━━━━━ Recorded information ━━━━━

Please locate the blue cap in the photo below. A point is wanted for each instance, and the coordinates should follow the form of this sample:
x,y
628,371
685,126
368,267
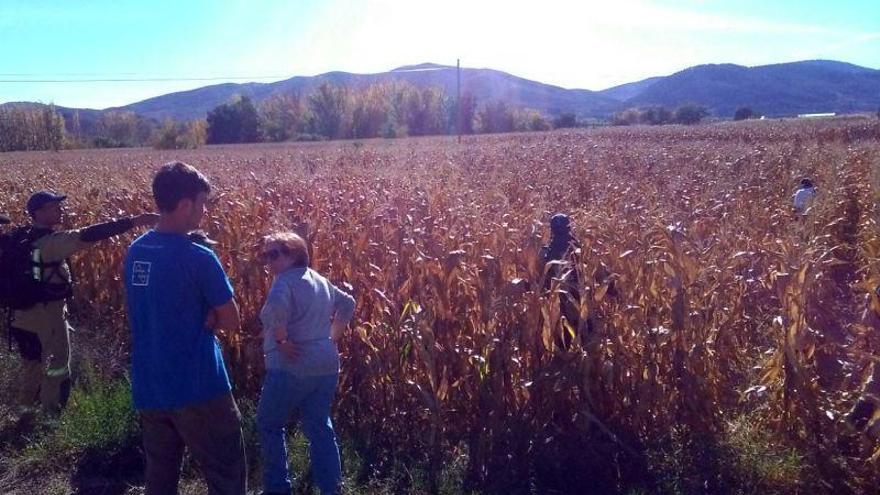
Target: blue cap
x,y
41,199
560,223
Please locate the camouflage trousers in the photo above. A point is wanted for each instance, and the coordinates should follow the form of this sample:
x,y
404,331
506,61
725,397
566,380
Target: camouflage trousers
x,y
45,374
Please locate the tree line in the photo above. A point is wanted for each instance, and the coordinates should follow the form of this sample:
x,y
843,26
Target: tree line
x,y
387,109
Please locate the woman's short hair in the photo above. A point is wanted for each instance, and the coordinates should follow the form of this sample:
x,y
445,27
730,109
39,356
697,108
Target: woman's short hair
x,y
292,245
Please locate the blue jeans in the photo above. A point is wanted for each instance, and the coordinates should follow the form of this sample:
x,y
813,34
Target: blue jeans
x,y
283,393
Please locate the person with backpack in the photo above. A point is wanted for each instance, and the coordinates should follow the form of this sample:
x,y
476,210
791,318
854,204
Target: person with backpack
x,y
559,257
803,198
35,282
178,299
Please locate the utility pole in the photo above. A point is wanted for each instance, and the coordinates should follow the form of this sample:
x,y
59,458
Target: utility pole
x,y
458,98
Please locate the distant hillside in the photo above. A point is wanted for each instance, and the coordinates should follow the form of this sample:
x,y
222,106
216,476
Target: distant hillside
x,y
485,84
629,90
772,90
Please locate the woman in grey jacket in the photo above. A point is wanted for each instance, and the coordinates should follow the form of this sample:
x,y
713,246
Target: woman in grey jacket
x,y
303,317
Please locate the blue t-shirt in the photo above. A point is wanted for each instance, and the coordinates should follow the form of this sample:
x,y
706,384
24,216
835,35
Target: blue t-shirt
x,y
171,283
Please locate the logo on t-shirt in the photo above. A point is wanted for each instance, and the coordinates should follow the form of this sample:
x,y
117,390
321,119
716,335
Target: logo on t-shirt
x,y
140,274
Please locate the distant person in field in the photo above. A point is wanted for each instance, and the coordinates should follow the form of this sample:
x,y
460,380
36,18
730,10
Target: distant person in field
x,y
303,319
804,197
35,284
178,298
559,257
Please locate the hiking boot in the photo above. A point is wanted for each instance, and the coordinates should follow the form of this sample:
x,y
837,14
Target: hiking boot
x,y
860,414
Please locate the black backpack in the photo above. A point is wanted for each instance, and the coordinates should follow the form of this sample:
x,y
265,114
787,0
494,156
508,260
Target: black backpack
x,y
22,272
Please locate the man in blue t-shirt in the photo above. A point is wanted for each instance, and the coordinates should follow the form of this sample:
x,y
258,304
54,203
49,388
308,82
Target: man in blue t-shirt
x,y
178,297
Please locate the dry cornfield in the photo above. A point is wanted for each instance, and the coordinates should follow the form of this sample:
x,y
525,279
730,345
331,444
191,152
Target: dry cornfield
x,y
703,297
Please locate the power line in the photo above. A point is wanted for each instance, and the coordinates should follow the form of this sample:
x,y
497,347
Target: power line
x,y
140,79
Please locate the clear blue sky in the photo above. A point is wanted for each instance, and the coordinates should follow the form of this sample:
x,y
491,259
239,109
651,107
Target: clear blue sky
x,y
572,43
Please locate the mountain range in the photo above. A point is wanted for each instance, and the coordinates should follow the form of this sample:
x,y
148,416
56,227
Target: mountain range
x,y
777,90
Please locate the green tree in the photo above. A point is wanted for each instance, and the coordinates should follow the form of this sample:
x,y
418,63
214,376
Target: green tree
x,y
656,115
282,117
691,113
630,116
235,122
329,105
496,117
565,120
743,113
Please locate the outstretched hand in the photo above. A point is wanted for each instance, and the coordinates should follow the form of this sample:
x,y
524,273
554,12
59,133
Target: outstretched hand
x,y
145,219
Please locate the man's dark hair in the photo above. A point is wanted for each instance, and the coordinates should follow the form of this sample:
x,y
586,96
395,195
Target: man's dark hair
x,y
176,181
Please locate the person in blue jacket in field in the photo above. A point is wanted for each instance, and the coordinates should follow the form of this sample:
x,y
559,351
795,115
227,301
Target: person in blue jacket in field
x,y
178,298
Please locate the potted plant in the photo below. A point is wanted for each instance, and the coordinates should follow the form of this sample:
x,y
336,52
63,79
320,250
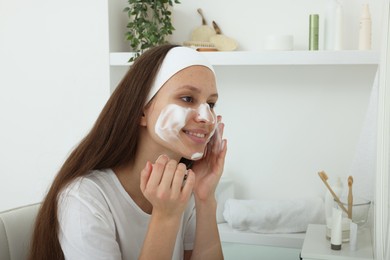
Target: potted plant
x,y
149,23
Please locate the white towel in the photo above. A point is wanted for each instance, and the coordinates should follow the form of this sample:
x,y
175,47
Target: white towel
x,y
274,216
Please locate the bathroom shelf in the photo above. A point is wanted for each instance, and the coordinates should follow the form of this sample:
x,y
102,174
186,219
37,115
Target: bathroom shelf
x,y
267,58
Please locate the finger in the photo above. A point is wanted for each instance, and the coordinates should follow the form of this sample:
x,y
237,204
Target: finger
x,y
189,184
158,170
222,155
178,180
169,172
145,174
217,145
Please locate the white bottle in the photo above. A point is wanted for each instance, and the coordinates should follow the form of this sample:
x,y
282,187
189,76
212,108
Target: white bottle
x,y
334,26
336,235
329,204
365,29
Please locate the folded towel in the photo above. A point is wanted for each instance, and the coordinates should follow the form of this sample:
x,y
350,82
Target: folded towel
x,y
274,216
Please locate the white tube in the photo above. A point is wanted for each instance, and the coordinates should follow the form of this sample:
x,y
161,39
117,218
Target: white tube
x,y
352,236
336,234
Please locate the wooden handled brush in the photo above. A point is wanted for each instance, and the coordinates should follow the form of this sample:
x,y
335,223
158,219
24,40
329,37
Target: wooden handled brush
x,y
324,178
350,197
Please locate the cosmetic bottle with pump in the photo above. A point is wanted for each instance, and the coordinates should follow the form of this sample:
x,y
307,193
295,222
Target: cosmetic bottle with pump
x,y
329,205
313,32
336,234
365,29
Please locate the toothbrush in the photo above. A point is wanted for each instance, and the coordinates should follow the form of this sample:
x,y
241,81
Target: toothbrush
x,y
350,197
324,178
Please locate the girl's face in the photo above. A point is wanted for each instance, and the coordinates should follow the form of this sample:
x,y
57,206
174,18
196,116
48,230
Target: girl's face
x,y
181,116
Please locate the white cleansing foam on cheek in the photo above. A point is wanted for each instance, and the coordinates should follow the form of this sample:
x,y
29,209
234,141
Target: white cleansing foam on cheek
x,y
205,114
170,122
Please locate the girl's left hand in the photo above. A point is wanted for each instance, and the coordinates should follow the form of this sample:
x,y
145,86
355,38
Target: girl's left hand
x,y
208,170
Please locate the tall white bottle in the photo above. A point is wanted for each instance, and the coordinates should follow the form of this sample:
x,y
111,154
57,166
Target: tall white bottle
x,y
365,29
334,26
329,204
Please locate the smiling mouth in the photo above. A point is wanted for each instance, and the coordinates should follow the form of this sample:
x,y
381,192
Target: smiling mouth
x,y
198,135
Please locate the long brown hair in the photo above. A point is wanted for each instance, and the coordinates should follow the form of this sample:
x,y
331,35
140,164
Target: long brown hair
x,y
111,142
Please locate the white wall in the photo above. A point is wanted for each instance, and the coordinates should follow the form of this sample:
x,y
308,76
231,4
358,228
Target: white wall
x,y
54,81
284,123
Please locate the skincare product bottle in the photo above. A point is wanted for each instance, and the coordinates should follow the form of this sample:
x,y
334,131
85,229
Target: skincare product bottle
x,y
329,204
336,234
352,236
313,32
334,26
365,29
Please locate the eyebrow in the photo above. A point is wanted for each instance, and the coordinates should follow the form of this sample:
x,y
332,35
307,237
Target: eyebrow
x,y
195,89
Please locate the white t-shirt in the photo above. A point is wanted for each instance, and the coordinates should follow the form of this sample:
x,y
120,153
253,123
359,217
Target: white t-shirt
x,y
99,220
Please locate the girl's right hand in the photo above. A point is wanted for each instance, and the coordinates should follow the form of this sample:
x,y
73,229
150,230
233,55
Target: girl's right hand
x,y
162,185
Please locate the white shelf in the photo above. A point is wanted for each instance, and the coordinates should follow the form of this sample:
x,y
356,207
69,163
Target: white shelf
x,y
229,235
266,58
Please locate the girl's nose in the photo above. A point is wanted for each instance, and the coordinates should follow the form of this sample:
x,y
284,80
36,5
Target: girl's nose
x,y
204,114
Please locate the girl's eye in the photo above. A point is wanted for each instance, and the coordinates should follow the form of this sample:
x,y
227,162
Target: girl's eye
x,y
211,105
187,99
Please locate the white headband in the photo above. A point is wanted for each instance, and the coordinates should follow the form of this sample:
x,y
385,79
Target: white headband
x,y
177,58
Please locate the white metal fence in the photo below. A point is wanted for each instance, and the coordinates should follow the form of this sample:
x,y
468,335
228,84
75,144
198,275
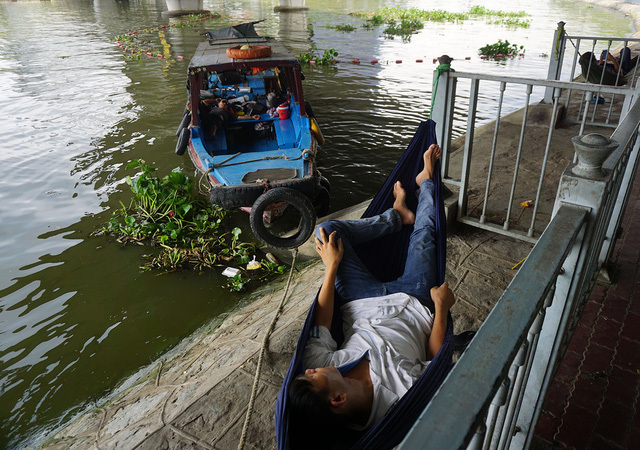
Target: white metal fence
x,y
453,105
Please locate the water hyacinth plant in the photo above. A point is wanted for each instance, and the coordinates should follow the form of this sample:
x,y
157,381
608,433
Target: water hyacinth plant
x,y
188,232
500,50
404,22
311,57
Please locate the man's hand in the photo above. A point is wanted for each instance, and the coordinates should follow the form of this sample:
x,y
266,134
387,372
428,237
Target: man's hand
x,y
330,250
442,297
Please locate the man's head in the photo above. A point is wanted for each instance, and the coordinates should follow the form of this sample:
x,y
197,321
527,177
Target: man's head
x,y
319,391
312,408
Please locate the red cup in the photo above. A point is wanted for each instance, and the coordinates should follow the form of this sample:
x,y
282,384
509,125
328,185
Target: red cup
x,y
283,112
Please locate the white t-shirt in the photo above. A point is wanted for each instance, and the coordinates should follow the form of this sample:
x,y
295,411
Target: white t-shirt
x,y
393,329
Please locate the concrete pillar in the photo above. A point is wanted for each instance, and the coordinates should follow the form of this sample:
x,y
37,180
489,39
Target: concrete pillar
x,y
291,5
555,60
184,7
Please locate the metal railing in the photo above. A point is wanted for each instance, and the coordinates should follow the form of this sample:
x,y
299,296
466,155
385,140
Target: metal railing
x,y
493,395
483,95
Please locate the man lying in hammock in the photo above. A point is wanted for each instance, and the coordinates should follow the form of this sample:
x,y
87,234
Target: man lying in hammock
x,y
390,336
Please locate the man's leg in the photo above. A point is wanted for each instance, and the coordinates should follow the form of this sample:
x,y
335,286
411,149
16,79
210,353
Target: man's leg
x,y
354,280
421,271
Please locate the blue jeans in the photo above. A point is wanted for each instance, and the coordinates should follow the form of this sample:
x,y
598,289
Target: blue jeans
x,y
354,281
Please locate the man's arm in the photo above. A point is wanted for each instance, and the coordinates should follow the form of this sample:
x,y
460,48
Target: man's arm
x,y
331,251
443,300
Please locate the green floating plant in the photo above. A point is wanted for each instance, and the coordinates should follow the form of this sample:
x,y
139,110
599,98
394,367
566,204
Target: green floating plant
x,y
312,57
188,232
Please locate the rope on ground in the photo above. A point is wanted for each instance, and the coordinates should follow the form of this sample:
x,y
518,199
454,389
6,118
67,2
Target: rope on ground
x,y
265,343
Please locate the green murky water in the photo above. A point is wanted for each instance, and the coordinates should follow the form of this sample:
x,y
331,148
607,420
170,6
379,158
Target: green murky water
x,y
77,315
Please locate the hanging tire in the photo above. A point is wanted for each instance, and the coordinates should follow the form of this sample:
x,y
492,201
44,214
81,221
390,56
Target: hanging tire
x,y
294,199
186,119
322,202
183,141
325,183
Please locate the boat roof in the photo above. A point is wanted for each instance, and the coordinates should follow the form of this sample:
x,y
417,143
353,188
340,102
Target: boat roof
x,y
212,54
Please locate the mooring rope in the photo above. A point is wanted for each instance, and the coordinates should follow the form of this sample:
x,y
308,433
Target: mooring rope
x,y
441,68
265,343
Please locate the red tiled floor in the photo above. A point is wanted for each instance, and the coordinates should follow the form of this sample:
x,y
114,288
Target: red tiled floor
x,y
588,392
622,386
546,427
602,366
569,366
577,425
590,313
614,308
628,355
606,332
556,399
631,328
597,360
600,443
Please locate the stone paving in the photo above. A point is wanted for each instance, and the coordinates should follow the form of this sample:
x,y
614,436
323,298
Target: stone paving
x,y
593,400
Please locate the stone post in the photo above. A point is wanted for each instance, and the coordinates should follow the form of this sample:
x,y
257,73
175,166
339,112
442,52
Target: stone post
x,y
291,5
184,7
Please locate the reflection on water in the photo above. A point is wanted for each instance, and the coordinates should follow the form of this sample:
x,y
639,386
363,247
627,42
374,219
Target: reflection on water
x,y
76,313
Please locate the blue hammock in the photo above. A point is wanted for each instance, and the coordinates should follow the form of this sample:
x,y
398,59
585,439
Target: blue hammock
x,y
385,259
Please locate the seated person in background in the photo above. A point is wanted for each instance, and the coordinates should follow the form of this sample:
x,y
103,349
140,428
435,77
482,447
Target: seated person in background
x,y
623,62
216,111
390,335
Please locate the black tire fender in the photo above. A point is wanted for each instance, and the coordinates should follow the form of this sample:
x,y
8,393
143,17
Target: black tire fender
x,y
307,107
183,141
296,200
325,183
186,119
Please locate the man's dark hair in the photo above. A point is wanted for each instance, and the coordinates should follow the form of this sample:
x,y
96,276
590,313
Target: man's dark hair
x,y
312,422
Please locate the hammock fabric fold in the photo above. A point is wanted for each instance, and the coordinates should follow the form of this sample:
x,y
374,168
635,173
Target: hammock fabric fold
x,y
385,259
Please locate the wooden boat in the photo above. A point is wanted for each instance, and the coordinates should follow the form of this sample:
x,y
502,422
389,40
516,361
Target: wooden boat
x,y
265,164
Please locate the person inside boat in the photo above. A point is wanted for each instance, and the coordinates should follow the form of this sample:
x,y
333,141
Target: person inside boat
x,y
390,333
215,112
623,62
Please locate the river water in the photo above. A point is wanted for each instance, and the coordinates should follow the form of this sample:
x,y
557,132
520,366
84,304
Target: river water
x,y
77,314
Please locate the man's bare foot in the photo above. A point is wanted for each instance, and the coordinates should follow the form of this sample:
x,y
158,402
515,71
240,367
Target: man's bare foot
x,y
407,216
430,157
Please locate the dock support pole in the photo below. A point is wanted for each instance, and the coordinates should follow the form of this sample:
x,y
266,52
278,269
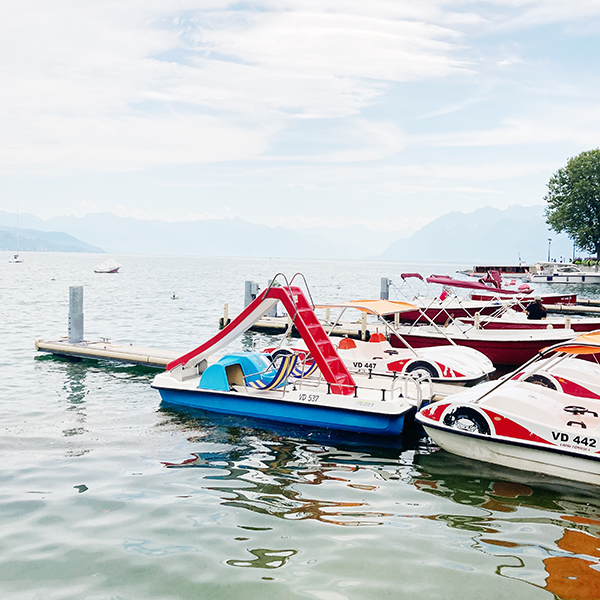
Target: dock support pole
x,y
75,314
385,289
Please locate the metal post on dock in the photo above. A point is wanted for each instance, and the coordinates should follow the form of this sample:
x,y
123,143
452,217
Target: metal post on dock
x,y
75,314
385,289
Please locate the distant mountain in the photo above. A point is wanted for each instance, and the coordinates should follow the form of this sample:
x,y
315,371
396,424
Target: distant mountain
x,y
359,240
485,235
210,237
31,240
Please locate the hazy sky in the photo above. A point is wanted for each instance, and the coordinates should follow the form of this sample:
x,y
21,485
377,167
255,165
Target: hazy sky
x,y
293,112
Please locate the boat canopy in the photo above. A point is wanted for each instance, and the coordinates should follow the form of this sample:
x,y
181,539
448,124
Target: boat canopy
x,y
586,343
376,307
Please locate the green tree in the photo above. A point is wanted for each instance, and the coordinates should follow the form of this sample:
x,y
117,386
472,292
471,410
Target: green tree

━━━━━

■ Given instruction ■
Find the line containing "Please locate the metal post", then output it and every line after it to the end of the data, exactly.

■ Response to the task ■
Please locate the metal post on dock in the photo above. A point is wanted for each instance, and the coordinates should follow the form of this sample:
x,y
123,143
452,217
Target: metal post on dock
x,y
75,314
385,289
Please locate the distant mountain in the photo above. A point is wanted for each instance, and the coordinates should follow the form of this sample:
x,y
315,371
396,424
Target: distant mountain
x,y
359,240
485,235
210,237
31,240
Please locate the hazy sky in the photo above. A point is wanted for each instance, and the coordinates should follow the form of this sample:
x,y
21,485
377,167
255,165
Target: hazy sky
x,y
293,112
Please locate the boat canopy in the photo above. A point is wanted for each instance, and the coordinates should follow the form of this sample:
x,y
181,539
448,124
Target: boat canopy
x,y
586,343
376,307
Please locate the green tree in the photo above. A point is wanted for each instance, and the coordinates should follow the form of this sample:
x,y
117,386
472,292
471,410
Target: green tree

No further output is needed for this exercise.